--- Stored data ---
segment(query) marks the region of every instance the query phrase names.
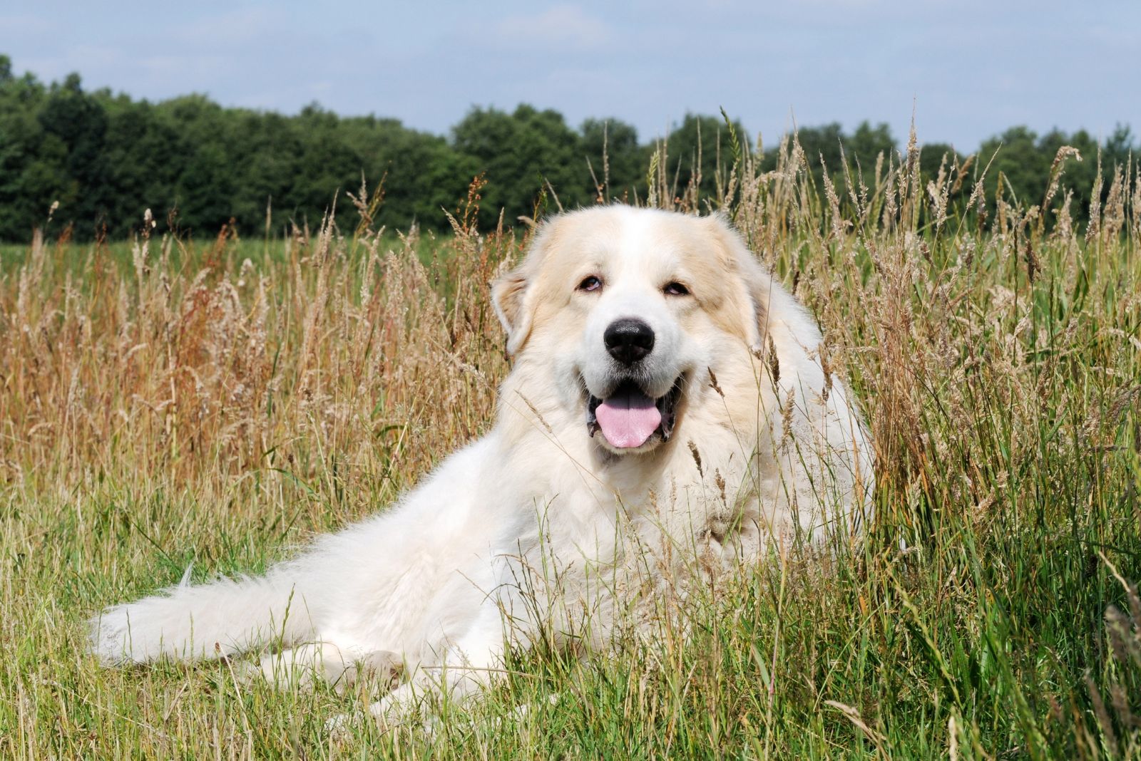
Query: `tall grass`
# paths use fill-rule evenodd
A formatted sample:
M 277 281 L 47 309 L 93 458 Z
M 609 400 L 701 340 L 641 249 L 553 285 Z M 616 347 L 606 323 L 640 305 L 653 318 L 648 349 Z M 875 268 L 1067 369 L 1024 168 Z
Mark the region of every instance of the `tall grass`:
M 723 210 L 824 326 L 877 448 L 865 541 L 719 580 L 686 636 L 513 656 L 432 731 L 332 736 L 366 696 L 229 663 L 100 670 L 82 621 L 257 571 L 486 429 L 486 284 L 529 226 L 480 234 L 474 187 L 430 240 L 329 220 L 273 255 L 0 253 L 0 754 L 1141 758 L 1141 177 L 1107 170 L 1078 229 L 1071 152 L 1014 199 L 909 148 L 823 187 L 794 138 L 772 172 L 733 140 L 704 185 L 677 187 L 669 146 L 648 174 L 646 203 Z

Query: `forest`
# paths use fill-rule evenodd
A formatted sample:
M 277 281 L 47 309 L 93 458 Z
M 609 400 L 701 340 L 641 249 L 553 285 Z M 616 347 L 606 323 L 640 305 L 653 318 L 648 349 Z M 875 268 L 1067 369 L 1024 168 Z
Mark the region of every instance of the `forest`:
M 712 193 L 719 173 L 731 169 L 730 144 L 760 150 L 762 170 L 776 167 L 780 136 L 763 137 L 721 115 L 687 114 L 664 138 L 647 138 L 620 118 L 573 126 L 556 111 L 526 104 L 511 112 L 475 106 L 439 136 L 393 117 L 339 116 L 317 104 L 283 115 L 222 107 L 203 95 L 151 103 L 89 91 L 79 74 L 44 83 L 33 73 L 17 75 L 0 55 L 0 242 L 24 243 L 37 228 L 78 240 L 123 239 L 147 208 L 161 229 L 181 235 L 213 236 L 224 226 L 240 235 L 280 235 L 292 224 L 316 228 L 334 198 L 337 213 L 348 213 L 348 194 L 359 198 L 362 181 L 374 221 L 389 228 L 446 229 L 447 213 L 470 187 L 494 210 L 483 224 L 494 226 L 502 210 L 511 226 L 559 206 L 644 199 L 655 162 L 663 162 L 674 189 L 699 181 Z M 839 123 L 806 126 L 798 140 L 818 190 L 825 172 L 842 186 L 845 163 L 874 187 L 877 161 L 881 173 L 889 162 L 908 161 L 885 123 L 851 131 Z M 1083 158 L 1066 165 L 1075 189 L 1070 214 L 1082 221 L 1099 171 L 1111 179 L 1138 150 L 1127 125 L 1100 145 L 1084 130 L 1038 134 L 1012 126 L 957 155 L 944 144 L 917 150 L 926 179 L 937 179 L 945 159 L 972 161 L 979 175 L 989 166 L 987 203 L 1002 182 L 1003 194 L 1030 205 L 1046 193 L 1061 146 Z M 954 189 L 953 207 L 968 201 L 971 185 Z M 1102 196 L 1108 186 L 1101 183 Z

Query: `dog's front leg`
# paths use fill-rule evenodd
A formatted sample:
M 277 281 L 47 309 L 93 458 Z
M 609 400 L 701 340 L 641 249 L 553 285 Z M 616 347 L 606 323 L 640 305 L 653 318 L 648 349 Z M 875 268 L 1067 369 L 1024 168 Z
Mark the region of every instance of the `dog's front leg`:
M 421 664 L 412 679 L 373 703 L 369 713 L 390 727 L 477 698 L 503 670 L 503 615 L 499 599 L 488 596 L 468 631 L 440 653 L 437 663 Z

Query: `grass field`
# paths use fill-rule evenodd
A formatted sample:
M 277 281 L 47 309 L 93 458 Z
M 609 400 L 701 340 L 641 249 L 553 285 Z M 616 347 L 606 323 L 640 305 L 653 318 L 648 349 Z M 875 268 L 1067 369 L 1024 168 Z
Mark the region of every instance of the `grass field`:
M 258 571 L 485 431 L 486 284 L 529 228 L 0 251 L 0 756 L 1141 758 L 1136 169 L 1078 227 L 1065 153 L 1042 198 L 955 208 L 978 163 L 814 187 L 780 150 L 707 196 L 656 161 L 647 203 L 726 210 L 824 325 L 876 441 L 864 542 L 696 595 L 688 637 L 516 656 L 431 733 L 331 736 L 365 696 L 230 663 L 102 670 L 83 621 Z

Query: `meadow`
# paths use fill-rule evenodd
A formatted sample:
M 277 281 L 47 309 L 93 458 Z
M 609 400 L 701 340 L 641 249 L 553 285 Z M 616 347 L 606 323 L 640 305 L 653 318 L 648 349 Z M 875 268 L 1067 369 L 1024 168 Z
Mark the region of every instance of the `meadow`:
M 532 226 L 474 186 L 451 235 L 361 194 L 283 238 L 0 249 L 0 756 L 1141 758 L 1141 173 L 1099 170 L 1078 224 L 1066 169 L 1097 155 L 1014 198 L 915 145 L 817 181 L 795 139 L 775 170 L 734 144 L 685 187 L 658 154 L 641 199 L 729 214 L 820 320 L 875 439 L 860 541 L 590 664 L 512 655 L 431 731 L 330 734 L 365 695 L 228 662 L 103 670 L 84 621 L 257 572 L 485 431 L 486 286 Z

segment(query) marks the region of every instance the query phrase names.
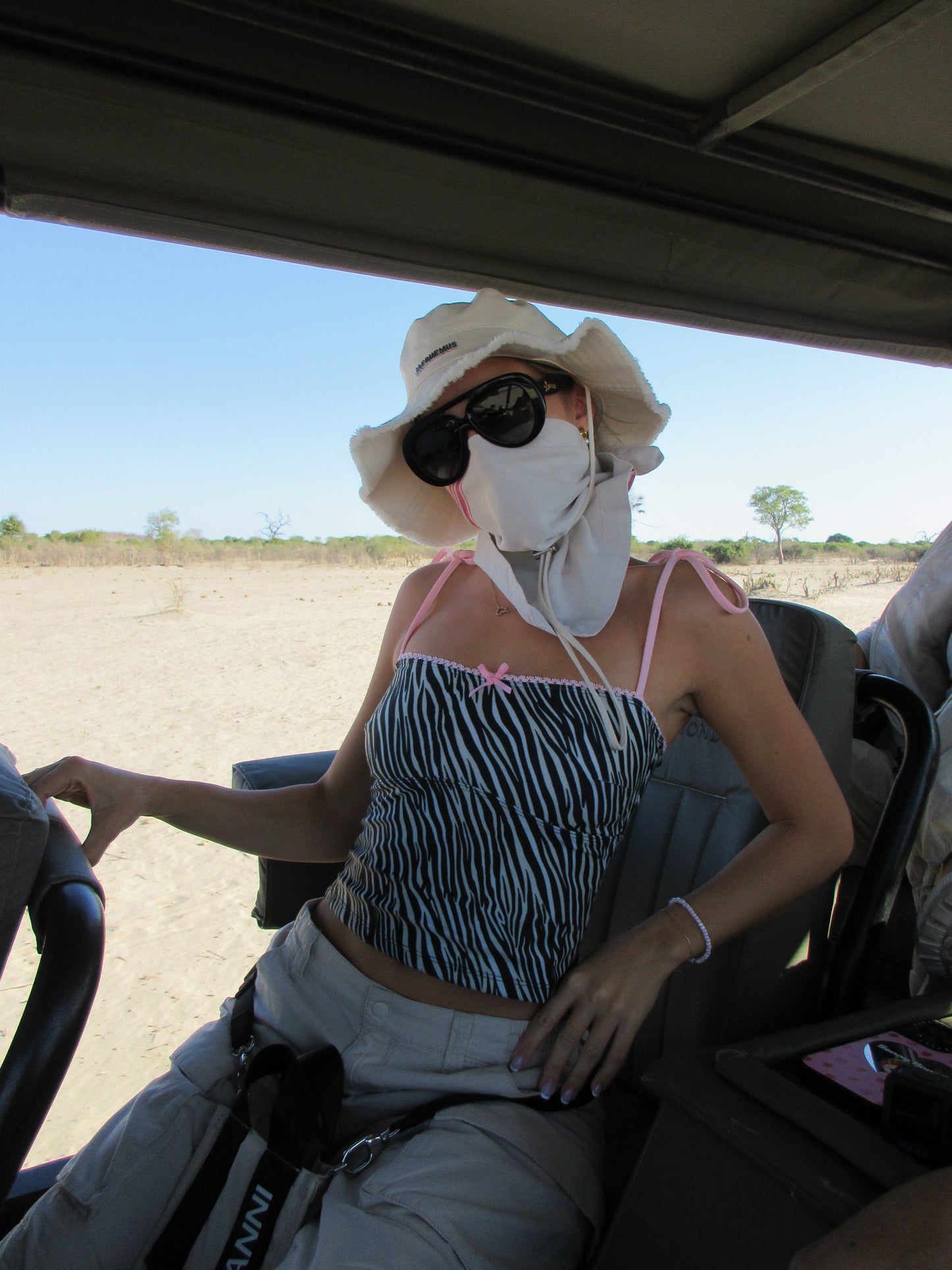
---
Challenge ▸ Give the number of lines in the items above that contain the word "field", and reply with that number alone.

Output below ▸ 2